Prompt: Your answer must be an exact copy of the data, without any pictures.

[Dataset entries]
────────

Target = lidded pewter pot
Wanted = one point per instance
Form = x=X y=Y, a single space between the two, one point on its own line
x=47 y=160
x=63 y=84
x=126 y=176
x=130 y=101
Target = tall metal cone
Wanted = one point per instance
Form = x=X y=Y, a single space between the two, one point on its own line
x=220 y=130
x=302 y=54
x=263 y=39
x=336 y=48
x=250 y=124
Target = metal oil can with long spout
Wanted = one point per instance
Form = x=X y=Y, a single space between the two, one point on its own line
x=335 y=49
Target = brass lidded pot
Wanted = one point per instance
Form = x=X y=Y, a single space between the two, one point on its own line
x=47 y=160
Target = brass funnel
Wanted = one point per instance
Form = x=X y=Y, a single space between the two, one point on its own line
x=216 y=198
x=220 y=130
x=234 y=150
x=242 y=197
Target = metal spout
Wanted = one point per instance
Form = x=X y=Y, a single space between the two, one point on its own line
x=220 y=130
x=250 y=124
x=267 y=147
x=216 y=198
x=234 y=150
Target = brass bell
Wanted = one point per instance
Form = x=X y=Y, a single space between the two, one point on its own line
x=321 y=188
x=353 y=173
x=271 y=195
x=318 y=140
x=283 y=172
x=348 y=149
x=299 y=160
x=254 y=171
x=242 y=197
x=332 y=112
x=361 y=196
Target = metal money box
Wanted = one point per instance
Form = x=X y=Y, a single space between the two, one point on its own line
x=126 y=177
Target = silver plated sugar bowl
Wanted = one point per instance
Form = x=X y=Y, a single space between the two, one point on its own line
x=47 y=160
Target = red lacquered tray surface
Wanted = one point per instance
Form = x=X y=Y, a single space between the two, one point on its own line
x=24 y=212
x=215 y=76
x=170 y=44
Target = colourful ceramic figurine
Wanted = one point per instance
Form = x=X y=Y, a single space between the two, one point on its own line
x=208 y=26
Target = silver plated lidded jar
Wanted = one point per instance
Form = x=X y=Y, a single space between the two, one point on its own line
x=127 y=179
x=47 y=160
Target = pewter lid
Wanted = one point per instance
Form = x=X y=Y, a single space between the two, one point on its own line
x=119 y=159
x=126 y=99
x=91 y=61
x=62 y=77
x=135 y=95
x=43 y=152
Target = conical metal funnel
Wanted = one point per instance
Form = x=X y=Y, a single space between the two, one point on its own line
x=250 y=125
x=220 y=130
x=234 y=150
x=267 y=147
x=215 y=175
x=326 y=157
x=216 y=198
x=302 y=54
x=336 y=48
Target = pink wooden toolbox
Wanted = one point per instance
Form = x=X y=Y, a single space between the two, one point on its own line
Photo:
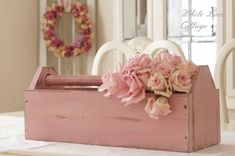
x=63 y=108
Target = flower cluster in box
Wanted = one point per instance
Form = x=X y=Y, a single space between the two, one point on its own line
x=162 y=76
x=50 y=18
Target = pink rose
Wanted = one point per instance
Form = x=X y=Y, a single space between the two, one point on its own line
x=113 y=83
x=144 y=76
x=139 y=62
x=181 y=81
x=163 y=56
x=159 y=85
x=191 y=67
x=157 y=107
x=136 y=92
x=163 y=68
x=176 y=61
x=127 y=87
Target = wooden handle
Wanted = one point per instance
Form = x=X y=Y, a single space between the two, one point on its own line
x=81 y=80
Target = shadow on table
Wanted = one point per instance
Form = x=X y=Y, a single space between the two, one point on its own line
x=220 y=149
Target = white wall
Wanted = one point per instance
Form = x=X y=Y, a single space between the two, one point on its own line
x=18 y=50
x=105 y=29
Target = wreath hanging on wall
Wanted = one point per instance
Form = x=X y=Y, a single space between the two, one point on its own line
x=84 y=29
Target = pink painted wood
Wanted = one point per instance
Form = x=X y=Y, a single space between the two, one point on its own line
x=85 y=116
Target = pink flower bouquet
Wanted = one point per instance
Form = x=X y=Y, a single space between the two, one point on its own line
x=161 y=76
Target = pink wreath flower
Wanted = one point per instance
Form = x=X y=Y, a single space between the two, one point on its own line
x=56 y=45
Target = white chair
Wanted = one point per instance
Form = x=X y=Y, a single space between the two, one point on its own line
x=220 y=78
x=110 y=47
x=138 y=44
x=154 y=48
x=129 y=49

────────

Written response:
Target = lidded pewter pot
Wanted = one point per instance
Form = x=X y=Y, a single space between the two, one point on its own line
x=47 y=160
x=63 y=84
x=126 y=176
x=130 y=101
Target = tall metal cone
Wanted = one point per instance
Form = x=X y=Y, a single space between the two, one point on its own line
x=220 y=130
x=302 y=54
x=263 y=39
x=336 y=48
x=250 y=124
Target = metal oil can with long spout
Wanted = one point per instance
Form = x=X y=Y, a single space between the two, one point on its own line
x=335 y=49
Target = brass lidded pot
Wanted = one point per instance
Form = x=X y=Y, a single space between the two, one point on its own line
x=47 y=160
Target = brass funnel
Wanted = one point per instance
Form = x=X y=Y, a single space between the two, one point on its own line
x=216 y=198
x=220 y=130
x=234 y=150
x=242 y=197
Target = metal spout
Wanted = one point per instance
Form = x=X y=Y, a single space between the two, one point on its own line
x=220 y=130
x=250 y=124
x=267 y=147
x=216 y=198
x=234 y=150
Target = brass bell
Wanted = one point per instance
Form = x=X y=Y, a single space between the two, one point on its own line
x=321 y=188
x=353 y=173
x=271 y=195
x=318 y=140
x=283 y=172
x=348 y=149
x=299 y=160
x=254 y=171
x=242 y=197
x=332 y=112
x=361 y=196
Target = metal money box
Wanted = one point per instance
Form = x=X y=Y, a single space between the two, one point on its own line
x=126 y=177
Target = silver plated sugar bowl
Wanted = one point per instance
Form = x=X y=Y, a single space between the two, one point on its own line
x=47 y=160
Target = red lacquered tray surface
Wanted = one point per instance
Form = x=X y=Y, a single space between the two, one point on its own line
x=24 y=212
x=215 y=76
x=170 y=44
Target = colourful ceramic figurine
Wanted = one point per instance
Form = x=X y=Y, a single space between the two, one point on its own line
x=208 y=26
Target = silver plated lidded jar
Wanted = one point per instance
Form = x=X y=Y, a single space between the two, one point on its own line
x=127 y=179
x=47 y=160
Target = pewter lid
Wanted = one point per instance
Form = x=X y=Y, a single space between the two, one point on its own line
x=119 y=159
x=126 y=99
x=91 y=61
x=62 y=77
x=135 y=95
x=43 y=152
Target = conical metal funnel
Wanted = one point per instance
Form = x=X y=Y, a single space between the two, one point on its own line
x=250 y=125
x=220 y=130
x=234 y=150
x=267 y=147
x=215 y=175
x=326 y=157
x=216 y=198
x=302 y=54
x=336 y=48
Target = pink wooden toolbox
Wanted = one point per instance
Form = x=X y=Y, a single space between the two, one point on its own line
Photo:
x=63 y=108
Target = flower cluster in box
Wanted = one point per instance
Form = x=X y=Y, a single space between the two, one point on its own line
x=162 y=76
x=50 y=18
Target = pink rose
Wanted = one point per instance
Form = x=X y=Y, a single space between the two, one point on its own line
x=113 y=83
x=144 y=76
x=139 y=62
x=181 y=81
x=163 y=56
x=159 y=85
x=191 y=67
x=157 y=107
x=136 y=92
x=163 y=68
x=176 y=61
x=127 y=87
Target = wooden handle
Wanted = one point per instance
Form = x=X y=Y, a single space between the two, one point on its own line
x=81 y=80
Target = shadow on table
Wanted = one point per instance
Form = x=X y=Y, a single space between the two, one point on its own line
x=220 y=149
Target = white wall
Wanted = one point per instance
Form = x=X y=Y, a single space between the two, one point on its own line
x=18 y=50
x=105 y=29
Target = wreath hanging on wall
Wanted = one point per instance
Form = x=X y=Y, a single space between the two, one point on its own line
x=84 y=29
Target = pink painted wood
Wanted = one point per instance
Form = x=X y=Y, a single space between the two, one point on its own line
x=85 y=116
Target = pink flower bouquet
Wanted = one point per instance
Form = x=X y=Y, a single space between the two, one point on its own line
x=161 y=76
Target = pink wreath flower
Wanted = one point per instance
Form = x=X y=Y, a single space between the two, one point on its own line
x=56 y=45
Target = white chair
Wanted = one point per instance
Form = x=X y=Y, a single space between the two, one point on its own line
x=220 y=78
x=110 y=47
x=138 y=44
x=154 y=48
x=129 y=49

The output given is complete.